> WHAT THIS TASK INVOLVES: Would you set down the data below exactly as shown?

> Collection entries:
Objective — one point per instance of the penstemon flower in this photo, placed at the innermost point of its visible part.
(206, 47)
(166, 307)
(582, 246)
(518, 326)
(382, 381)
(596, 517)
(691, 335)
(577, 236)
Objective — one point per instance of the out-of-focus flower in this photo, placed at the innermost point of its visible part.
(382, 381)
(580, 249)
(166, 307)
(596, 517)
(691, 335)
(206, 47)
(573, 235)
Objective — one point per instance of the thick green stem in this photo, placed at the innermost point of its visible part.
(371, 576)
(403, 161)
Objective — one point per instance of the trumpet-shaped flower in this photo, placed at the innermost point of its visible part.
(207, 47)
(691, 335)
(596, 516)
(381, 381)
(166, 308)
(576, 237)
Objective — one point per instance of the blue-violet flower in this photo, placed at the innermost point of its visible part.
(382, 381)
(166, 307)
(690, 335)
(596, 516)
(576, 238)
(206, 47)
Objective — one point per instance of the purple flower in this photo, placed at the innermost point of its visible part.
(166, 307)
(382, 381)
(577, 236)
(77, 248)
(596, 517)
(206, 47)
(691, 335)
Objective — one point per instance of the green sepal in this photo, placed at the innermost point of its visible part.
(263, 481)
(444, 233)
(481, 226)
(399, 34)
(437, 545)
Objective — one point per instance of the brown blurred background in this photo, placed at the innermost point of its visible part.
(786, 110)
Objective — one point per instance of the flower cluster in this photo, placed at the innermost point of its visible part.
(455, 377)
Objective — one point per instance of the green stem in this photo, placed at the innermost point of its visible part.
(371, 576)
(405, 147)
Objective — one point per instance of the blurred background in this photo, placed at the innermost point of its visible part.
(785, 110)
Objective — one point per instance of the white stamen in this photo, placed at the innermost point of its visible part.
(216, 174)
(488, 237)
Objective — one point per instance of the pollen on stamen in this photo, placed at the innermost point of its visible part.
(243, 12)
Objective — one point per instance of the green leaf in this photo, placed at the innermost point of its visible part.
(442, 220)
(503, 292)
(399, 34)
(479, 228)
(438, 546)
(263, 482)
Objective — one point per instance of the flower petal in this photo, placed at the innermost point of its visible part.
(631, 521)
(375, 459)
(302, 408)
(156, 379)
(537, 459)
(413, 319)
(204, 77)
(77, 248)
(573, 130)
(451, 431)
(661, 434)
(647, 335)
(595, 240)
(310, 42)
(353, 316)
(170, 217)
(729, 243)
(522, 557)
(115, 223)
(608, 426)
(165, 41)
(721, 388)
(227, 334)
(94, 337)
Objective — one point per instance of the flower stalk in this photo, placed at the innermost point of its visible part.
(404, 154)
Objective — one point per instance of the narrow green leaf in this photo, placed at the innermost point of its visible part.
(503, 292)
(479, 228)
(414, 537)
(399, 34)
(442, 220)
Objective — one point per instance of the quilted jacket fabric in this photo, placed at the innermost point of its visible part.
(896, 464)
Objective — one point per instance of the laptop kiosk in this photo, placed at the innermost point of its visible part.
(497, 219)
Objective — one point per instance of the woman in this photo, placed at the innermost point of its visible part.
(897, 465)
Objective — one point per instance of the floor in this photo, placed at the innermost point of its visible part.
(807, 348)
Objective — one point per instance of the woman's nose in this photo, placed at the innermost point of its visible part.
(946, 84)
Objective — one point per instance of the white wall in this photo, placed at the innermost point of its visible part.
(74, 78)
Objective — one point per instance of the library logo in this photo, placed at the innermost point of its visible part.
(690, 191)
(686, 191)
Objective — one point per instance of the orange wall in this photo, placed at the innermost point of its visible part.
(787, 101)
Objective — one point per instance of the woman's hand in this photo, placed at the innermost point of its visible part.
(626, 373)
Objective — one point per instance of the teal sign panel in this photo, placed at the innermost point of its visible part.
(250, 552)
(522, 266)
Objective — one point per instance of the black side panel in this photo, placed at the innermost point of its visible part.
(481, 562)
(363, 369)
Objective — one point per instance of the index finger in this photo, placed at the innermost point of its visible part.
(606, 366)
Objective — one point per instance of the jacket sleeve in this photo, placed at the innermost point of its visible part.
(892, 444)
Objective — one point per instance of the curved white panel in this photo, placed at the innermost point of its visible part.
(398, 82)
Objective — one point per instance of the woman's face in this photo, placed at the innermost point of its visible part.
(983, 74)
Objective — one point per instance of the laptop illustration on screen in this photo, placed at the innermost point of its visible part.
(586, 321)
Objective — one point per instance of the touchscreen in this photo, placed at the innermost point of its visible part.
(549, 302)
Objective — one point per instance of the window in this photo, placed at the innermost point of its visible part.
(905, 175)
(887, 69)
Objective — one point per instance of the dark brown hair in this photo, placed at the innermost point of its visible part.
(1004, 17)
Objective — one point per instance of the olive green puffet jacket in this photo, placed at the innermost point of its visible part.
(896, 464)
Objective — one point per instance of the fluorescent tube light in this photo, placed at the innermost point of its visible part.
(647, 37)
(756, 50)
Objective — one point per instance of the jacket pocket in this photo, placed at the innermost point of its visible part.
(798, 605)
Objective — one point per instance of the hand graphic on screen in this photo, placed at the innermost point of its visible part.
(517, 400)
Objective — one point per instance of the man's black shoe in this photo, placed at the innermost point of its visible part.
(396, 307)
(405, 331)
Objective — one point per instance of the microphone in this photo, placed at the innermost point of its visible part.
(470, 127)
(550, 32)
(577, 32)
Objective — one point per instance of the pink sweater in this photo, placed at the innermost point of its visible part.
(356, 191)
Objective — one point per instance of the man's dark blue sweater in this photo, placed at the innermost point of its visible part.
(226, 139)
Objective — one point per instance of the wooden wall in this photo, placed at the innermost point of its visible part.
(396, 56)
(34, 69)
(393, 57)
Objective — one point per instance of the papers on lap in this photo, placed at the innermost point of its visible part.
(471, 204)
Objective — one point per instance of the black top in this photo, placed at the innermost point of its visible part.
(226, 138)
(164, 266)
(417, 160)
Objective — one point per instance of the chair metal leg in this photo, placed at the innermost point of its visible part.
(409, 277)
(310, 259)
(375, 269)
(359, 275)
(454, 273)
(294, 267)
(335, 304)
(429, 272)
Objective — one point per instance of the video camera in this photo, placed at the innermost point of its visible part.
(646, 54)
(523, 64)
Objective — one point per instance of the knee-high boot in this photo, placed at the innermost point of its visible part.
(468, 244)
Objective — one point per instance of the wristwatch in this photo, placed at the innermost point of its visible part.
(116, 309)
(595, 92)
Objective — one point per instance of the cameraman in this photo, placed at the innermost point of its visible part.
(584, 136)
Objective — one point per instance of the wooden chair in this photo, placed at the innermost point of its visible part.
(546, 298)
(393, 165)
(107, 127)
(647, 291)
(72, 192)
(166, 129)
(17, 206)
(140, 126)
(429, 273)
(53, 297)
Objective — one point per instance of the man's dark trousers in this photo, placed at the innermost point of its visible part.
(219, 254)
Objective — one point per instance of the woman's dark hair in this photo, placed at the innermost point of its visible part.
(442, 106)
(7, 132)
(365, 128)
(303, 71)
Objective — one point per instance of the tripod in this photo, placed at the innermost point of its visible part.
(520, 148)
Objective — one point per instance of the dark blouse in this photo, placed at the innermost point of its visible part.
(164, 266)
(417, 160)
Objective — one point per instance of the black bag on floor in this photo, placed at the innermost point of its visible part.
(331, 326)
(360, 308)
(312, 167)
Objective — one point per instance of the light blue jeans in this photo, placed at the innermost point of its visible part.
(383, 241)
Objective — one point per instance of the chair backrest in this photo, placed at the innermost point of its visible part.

> EXERCISE RESPONSE:
Objective — one point per instance of the penstemon flower in this photo, placed at the innermost point of its visible part.
(206, 47)
(166, 307)
(582, 246)
(518, 326)
(382, 381)
(596, 517)
(691, 335)
(577, 236)
Objective — one point per instance of the out-of-focus flower in this photo, placed at the innermost point of its visible part.
(382, 381)
(580, 249)
(166, 307)
(596, 517)
(691, 335)
(206, 47)
(573, 235)
Objective — one point per instance of the thick green stem in this photo, placed at the innermost point of its visible part.
(371, 576)
(403, 161)
Objective — one point per instance of the trumpet-shaped flower in this photo, placed at the innermost point of its visible part.
(207, 47)
(691, 335)
(596, 516)
(381, 381)
(166, 308)
(576, 237)
Objective — one point per instance of the blue-violet flower in this photo, placed at the innermost point of its visible part.
(382, 381)
(166, 307)
(690, 335)
(596, 516)
(576, 238)
(206, 47)
Objective — one point per instance of the purple flower in this photo, placed at the innermost point of its visible part.
(166, 307)
(382, 381)
(577, 236)
(77, 248)
(596, 517)
(206, 47)
(691, 335)
Objective — one point per instance of the green sepal in this photo, placed at the innermost point of its visible part.
(263, 481)
(444, 233)
(481, 226)
(399, 34)
(437, 545)
Objective — one point per instance of the brown blurred background in this photo, placed at the innermost point of its visible part.
(786, 110)
Objective — one point per instance of the flower cluster in this photo, placed at the innermost point of its visible part.
(455, 377)
Objective — one point per instance of the green stem in this photo, placed at the innermost point of its visible part.
(371, 576)
(405, 147)
Objective — one point per instance of the blurred background in this photo, placed at the innermost point of its visible part.
(785, 110)
Objective — one point per instance of the white stamen in this photo, placed at the innermost point of its visible part.
(216, 174)
(488, 237)
Objective — one point per instance of the pollen on stamen in this photo, placed at the innermost point of its visible part.
(243, 12)
Objective — one point per instance of the green leaf in this photo, placed at the innermost point of its visible part.
(442, 220)
(503, 292)
(399, 34)
(479, 228)
(438, 546)
(263, 482)
Objective — one point per instance of the flower petal in this photo, placed at the innermost point of its visible part.
(631, 521)
(375, 459)
(302, 408)
(156, 379)
(537, 459)
(413, 319)
(204, 77)
(77, 248)
(573, 130)
(451, 431)
(661, 434)
(647, 335)
(595, 240)
(310, 42)
(353, 316)
(170, 217)
(729, 243)
(522, 557)
(115, 223)
(608, 426)
(165, 41)
(721, 388)
(227, 334)
(94, 337)
Objective — one point per instance of the flower stalk in this photo, placed at the innermost point of its visible part.
(404, 154)
Objective — one point per instance of the narrow green leaf in this photo, placed at the innermost point of its visible part.
(503, 292)
(479, 228)
(414, 537)
(399, 34)
(442, 220)
Objective — one point per instance of the quilted jacket fabric in this photo, placed at the innermost point of its visible part.
(896, 464)
Objective — one point per instance of the laptop kiosk in this photo, placed at the innermost point of its visible part.
(497, 219)
Objective — one point per instance of the woman in this photo, placed at the innermost point of its visible part.
(897, 465)
Objective — one point per instance of the floor in this photo, placed at the innermost point of its visible part.
(807, 348)
Objective — one point per instance of the woman's nose in this photo, placed at the innermost point of its visible part.
(946, 84)
Objective — one point per instance of the white wall in this photo, placed at the innermost point of its visible part.
(74, 78)
Objective — one point per instance of the library logo in this photo, placed at the innermost point of its visible part.
(690, 191)
(686, 191)
Objective — one point per instance of the orange wall in this photo, placed at the innermost point of its visible part.
(787, 101)
Objective — one point per instance of the woman's hand in this photo, placed at the innermost point of its visible part.
(626, 373)
Objective — one point per instance of the teal sign panel in this photo, placed at the innermost point of its visible part.
(250, 552)
(522, 266)
Objective — one point per instance of the black side panel in this photo, placed at the innermost point of its visible part.
(481, 562)
(363, 369)
Objective — one point per instance of the index finger in this photo, placed at the innermost point of its visible part.
(606, 366)
Objective — one point per instance of the jacket sleeve in this photo, placed at the innermost point of its visible part.
(892, 444)
Objective — one point per instance of the curved white panel in this photo, placed at the innermost point of its visible part.
(398, 82)
Objective — one point per instance of the woman's face in this photo, placed at the innermost point of its visible part.
(983, 74)
Objective — one point per instance of the laptop illustration on screen in this photo, placed at the innermost point of its visible part.
(586, 321)
Objective — one point per instance of the touchscreen in this photo, placed at the innermost point of its visible part.
(549, 302)
Objective — one point per instance of the window in this photo, placed at the innermost point of its visible part.
(905, 175)
(887, 69)
Objective — one point per instance of the dark brown hair in this photo, placed at the innermost point of its visible part.
(1004, 17)
Objective — one point per instance of the olive green puffet jacket in this photo, placed at the innermost point of its visible part.
(896, 464)
Objective — one point per instance of the fluorescent tube light in this photo, placed at the innermost point of its visible part.
(647, 37)
(756, 50)
Objective — one point per instance of the jacket pocket in this photo, placed at the innermost point of its visible part.
(798, 605)
Objective — one point per instance of the hand graphic on screen in this photo, placed at the innermost point of its visible part.
(517, 400)
Objective — one point per instance of the man's black shoe in this photo, placed at the innermost point of its visible part.
(396, 307)
(405, 331)
Objective — one point per instance of the microphone in this photo, placed at the innermost point of its visible part.
(470, 127)
(550, 32)
(577, 32)
Objective — one point per instance of the pink sweater in this photo, placed at the innermost point of its visible part.
(356, 191)
Objective — one point per instance of the man's dark blue sweater in this photo, placed at the innermost point of its visible part.
(226, 139)
Objective — one point per instance of the wooden wall in this photo, placed at the innermost point of its visible part.
(396, 56)
(34, 69)
(393, 57)
Objective — one point per instance of the papers on lap in this photo, placed at the innermost point of its visible part.
(471, 204)
Objective — one point per instance of the black top in this photo, placed at the innermost point of its visible part.
(226, 138)
(164, 266)
(417, 160)
Objective — one point per instance of the chair metal leg in this photo, placed at the innermost point of its visible part.
(409, 277)
(310, 259)
(375, 269)
(359, 275)
(454, 273)
(294, 267)
(335, 304)
(429, 272)
Objective — one point per instance of the video camera in this photo, placed at the innermost point of its visible part.
(646, 54)
(523, 64)
Objective — one point per instance of the knee-high boot in this photo, placed at the innermost point of its visible part.
(468, 244)
Objective — one point per instance of the wristwatch in this photo, placed at the innermost point of its visible part.
(116, 309)
(595, 92)
Objective — one point per instance of the cameraman in this photo, placed at the innermost point of its visible part.
(584, 136)
Objective — one point per instance of the wooden chair in this photo, placed at the innermost point of its visible part.
(546, 298)
(393, 165)
(107, 127)
(647, 291)
(72, 192)
(166, 129)
(17, 206)
(140, 126)
(429, 273)
(53, 297)
Objective — one point per instance of the man's dark trousers in this photo, placed at the innermost point of its visible part.
(219, 254)
Objective — one point per instance of the woman's dark hair in this photo, placed at the innermost point of its visible part.
(442, 106)
(7, 132)
(365, 128)
(303, 71)
Objective — one point per instance of the tripod in this photo, placed at the innermost point of its visible part.
(520, 148)
Objective — one point per instance of the dark blouse in this photo, placed at the innermost point of its visible part.
(164, 266)
(417, 160)
Objective — one point per instance of the black bag on floor in this photo, placed at the innermost point of its visible part.
(331, 326)
(360, 308)
(312, 167)
Objective — one point per instance of the light blue jeans in this photo, placed at the innermost point of its visible part.
(383, 241)
Objective — one point per instance of the chair backrest in this photo, placed at the innermost point of its visible part.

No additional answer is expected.